[Source data]
......

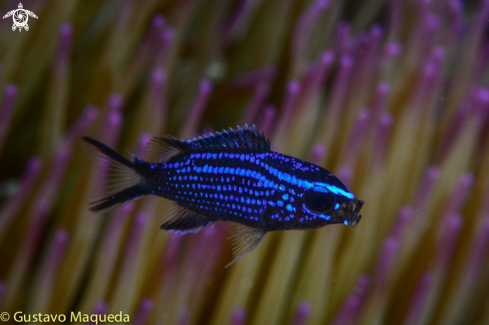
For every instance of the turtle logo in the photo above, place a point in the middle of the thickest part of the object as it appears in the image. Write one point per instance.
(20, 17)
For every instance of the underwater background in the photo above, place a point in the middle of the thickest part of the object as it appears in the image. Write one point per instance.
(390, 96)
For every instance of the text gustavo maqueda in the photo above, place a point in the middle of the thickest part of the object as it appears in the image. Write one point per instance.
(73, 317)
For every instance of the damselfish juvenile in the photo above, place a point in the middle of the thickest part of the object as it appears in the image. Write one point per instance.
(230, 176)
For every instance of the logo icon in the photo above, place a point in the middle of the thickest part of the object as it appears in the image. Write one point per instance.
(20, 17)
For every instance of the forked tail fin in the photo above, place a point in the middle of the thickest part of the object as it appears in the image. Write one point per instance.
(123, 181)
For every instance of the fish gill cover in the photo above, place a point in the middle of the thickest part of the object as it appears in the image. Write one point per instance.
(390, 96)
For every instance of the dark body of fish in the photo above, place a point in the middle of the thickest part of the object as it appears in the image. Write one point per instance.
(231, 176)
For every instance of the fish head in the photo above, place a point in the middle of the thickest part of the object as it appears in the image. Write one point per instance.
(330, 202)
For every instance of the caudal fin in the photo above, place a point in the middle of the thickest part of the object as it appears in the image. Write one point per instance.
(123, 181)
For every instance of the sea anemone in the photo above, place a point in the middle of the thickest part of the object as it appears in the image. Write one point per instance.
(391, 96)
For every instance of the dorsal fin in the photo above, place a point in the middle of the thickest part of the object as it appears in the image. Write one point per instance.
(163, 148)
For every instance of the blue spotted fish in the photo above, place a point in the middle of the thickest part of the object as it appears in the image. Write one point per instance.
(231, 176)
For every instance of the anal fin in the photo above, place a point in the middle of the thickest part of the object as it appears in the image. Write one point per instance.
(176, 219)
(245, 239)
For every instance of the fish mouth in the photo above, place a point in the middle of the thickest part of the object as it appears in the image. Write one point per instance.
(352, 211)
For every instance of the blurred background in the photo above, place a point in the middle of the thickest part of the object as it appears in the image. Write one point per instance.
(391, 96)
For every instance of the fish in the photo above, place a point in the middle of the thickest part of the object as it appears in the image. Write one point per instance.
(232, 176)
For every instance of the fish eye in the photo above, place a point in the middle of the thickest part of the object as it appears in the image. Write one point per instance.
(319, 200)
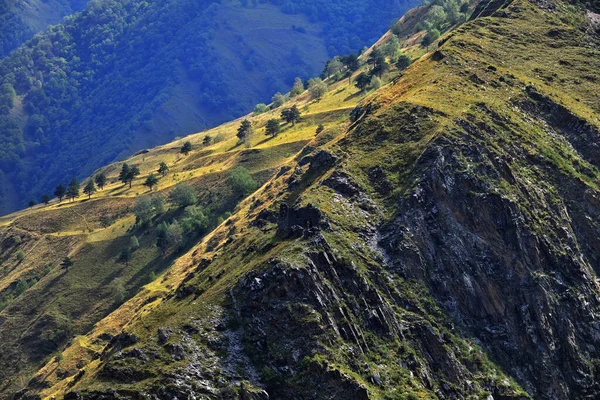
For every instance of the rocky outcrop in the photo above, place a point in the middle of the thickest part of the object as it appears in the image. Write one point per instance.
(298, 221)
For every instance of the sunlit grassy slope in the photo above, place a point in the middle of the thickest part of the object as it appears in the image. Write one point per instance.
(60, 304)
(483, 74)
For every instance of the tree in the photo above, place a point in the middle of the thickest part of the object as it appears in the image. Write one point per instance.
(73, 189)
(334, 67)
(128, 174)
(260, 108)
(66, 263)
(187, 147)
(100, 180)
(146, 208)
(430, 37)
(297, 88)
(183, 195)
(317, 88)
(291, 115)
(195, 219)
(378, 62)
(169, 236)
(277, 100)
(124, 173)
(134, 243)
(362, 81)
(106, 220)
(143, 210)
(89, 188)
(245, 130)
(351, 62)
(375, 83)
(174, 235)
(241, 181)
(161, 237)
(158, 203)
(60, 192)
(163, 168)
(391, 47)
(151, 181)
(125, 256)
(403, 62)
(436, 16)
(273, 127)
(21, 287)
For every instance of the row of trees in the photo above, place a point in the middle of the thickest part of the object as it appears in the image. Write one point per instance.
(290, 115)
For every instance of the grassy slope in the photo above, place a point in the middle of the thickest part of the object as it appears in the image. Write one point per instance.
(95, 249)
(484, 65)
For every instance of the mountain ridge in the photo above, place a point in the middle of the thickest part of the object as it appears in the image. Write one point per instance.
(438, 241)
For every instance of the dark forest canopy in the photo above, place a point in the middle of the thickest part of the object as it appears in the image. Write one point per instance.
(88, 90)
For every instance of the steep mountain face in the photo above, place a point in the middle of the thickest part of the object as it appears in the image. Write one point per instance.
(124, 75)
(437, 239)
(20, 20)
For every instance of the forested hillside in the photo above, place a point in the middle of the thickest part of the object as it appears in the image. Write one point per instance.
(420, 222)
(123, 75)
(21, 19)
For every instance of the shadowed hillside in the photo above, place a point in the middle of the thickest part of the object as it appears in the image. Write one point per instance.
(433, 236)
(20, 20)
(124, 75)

......

Task goal:
Reproduce each entry exactly as written, but leave out the images.

Solution below:
For every instance of the turtle logo in the photo above, place a point in the middle of the thickest part of the object as it appears in the image. Write one point per instance.
(20, 17)
For every instance of the underwater background in the photo above, place a point in the middle of the thickest part of the object as it appears in the image. Write one point per instance.
(390, 96)
For every instance of the text gustavo maqueda in the photo above, place a point in the middle of the thickest part of the object as it appears in the image. Write one point per instance.
(73, 317)
For every instance of the damselfish juvenile in the photo above, place a point in the middle of the thickest part of the object as it appears in the image. Write one point per instance.
(230, 176)
For every instance of the logo icon in the photo above, place a point in the middle of the thickest part of the object as it appears in the image. Write one point per instance.
(20, 17)
For every instance of the forked tail fin in the photo above, place a point in the middle of the thickest part of the object as it appears in the image. Write one point per instance.
(123, 181)
For every instance of the fish gill cover in the photo above, place a point in the middle of the thickest part of the object as it appears in the image. Write one point per instance.
(390, 96)
For every instance of the dark body of fish in the photo above, place a point in the middle of the thickest part of the object as it appears in the image. Write one point per instance.
(231, 176)
For every instance of the fish head in the photo above, place a point in the middle of the thickest part of the object as it appears in the image. Write one point per instance.
(330, 202)
For every instance of the caudal fin in the photo above, place a point in the middle of the thickest part of the object as it appears in the image. Write one point per instance.
(123, 181)
For every instance of the sea anemone in the photo above, place a point in the middle of the thickest part of the object as it appears in the image. Write one point per instance.
(391, 96)
For every instance of the dorsal fin in the photo above, place a point in the middle of the thickest part of the object as it appears in the image. Write one point per instance.
(163, 148)
For every instance of the blue spotted fish in the photo above, place a point in the middle of the thickest part of the object as it appears in the image. Write one point per instance.
(231, 176)
For every instance of the anal fin in the photo above, place a point in the middle of the thickest part of the object as it appears in the image. Write one point per instance.
(176, 219)
(245, 239)
For every instance of the fish mouth in the photo above, place a point in the middle of the thickest part of the object as it appears in the image. Write one point per instance.
(352, 211)
For every instance of the blurred background in the photo above, place a point in the middle of the thickest part of the object as it appears in the image. Write one point per instance.
(391, 96)
For every instance of the fish in the photo above, place a point in the middle of the thickest part of the object as it appears in the image. Write one point per instance.
(232, 176)
For every instance of the fish eye in the photo above, place a point in the middle of the thickest part of the object as it appears in the image. Write one point per instance.
(319, 200)
For every instance of the rocky outcrop in the photo above, place a point in the middle of the thickest part of the object as it appears in the image. Write one point per instance.
(298, 221)
For every instance of the sunlit grassy slope in the photo above, place a point in the middle of the thickest part of the object as it appears in the image. Write one point per instance.
(60, 304)
(483, 74)
For every instance of the tree in the photo above, place a point in the middle of the thickest part of the object as it appears in the image. Write one point per instance.
(73, 189)
(334, 67)
(128, 174)
(260, 108)
(66, 263)
(187, 147)
(100, 180)
(146, 208)
(430, 37)
(297, 88)
(183, 195)
(317, 88)
(291, 115)
(195, 219)
(378, 62)
(169, 236)
(277, 100)
(124, 173)
(134, 243)
(362, 81)
(106, 220)
(143, 210)
(89, 188)
(245, 130)
(351, 62)
(375, 83)
(174, 235)
(241, 181)
(161, 237)
(158, 203)
(60, 192)
(163, 168)
(391, 47)
(151, 181)
(125, 256)
(403, 62)
(436, 16)
(273, 127)
(21, 287)
For every instance of the row of trees in the photo above, place a point in the middle of the thickest part of the object as it appears in the image. Write one point per instance.
(290, 115)
For every instance of the grassy slope in the photo above, place a point in the middle of the thickest part of the object as it appears in the image. Write one point per instance.
(95, 249)
(484, 65)
For every instance of the mountain ridge in the photo above, place a point in the middle of the thickest part of the object as it appears in the image. Write one point per instance.
(438, 241)
For every instance of the dark forest canopy in the photo above, place a point in the middle of the thickest part of the object as it appears in the image. Write one point per instance.
(88, 90)
For every instance of the steep mountain face in the photo above, place a point in the middle of the thickest part of the object as it appears in the image. Write one point per instance.
(124, 75)
(437, 239)
(20, 20)
For every instance of the forested hillside in the photo above, place a point in the middle of the thickest part of the object as it appears in the image. Write one point per instance.
(420, 222)
(123, 75)
(21, 19)
For every instance of the shadowed hillside in the photo above, place a point in the middle of the thickest part of the object as it appears in the image. Write one point per instance.
(433, 236)
(20, 20)
(124, 75)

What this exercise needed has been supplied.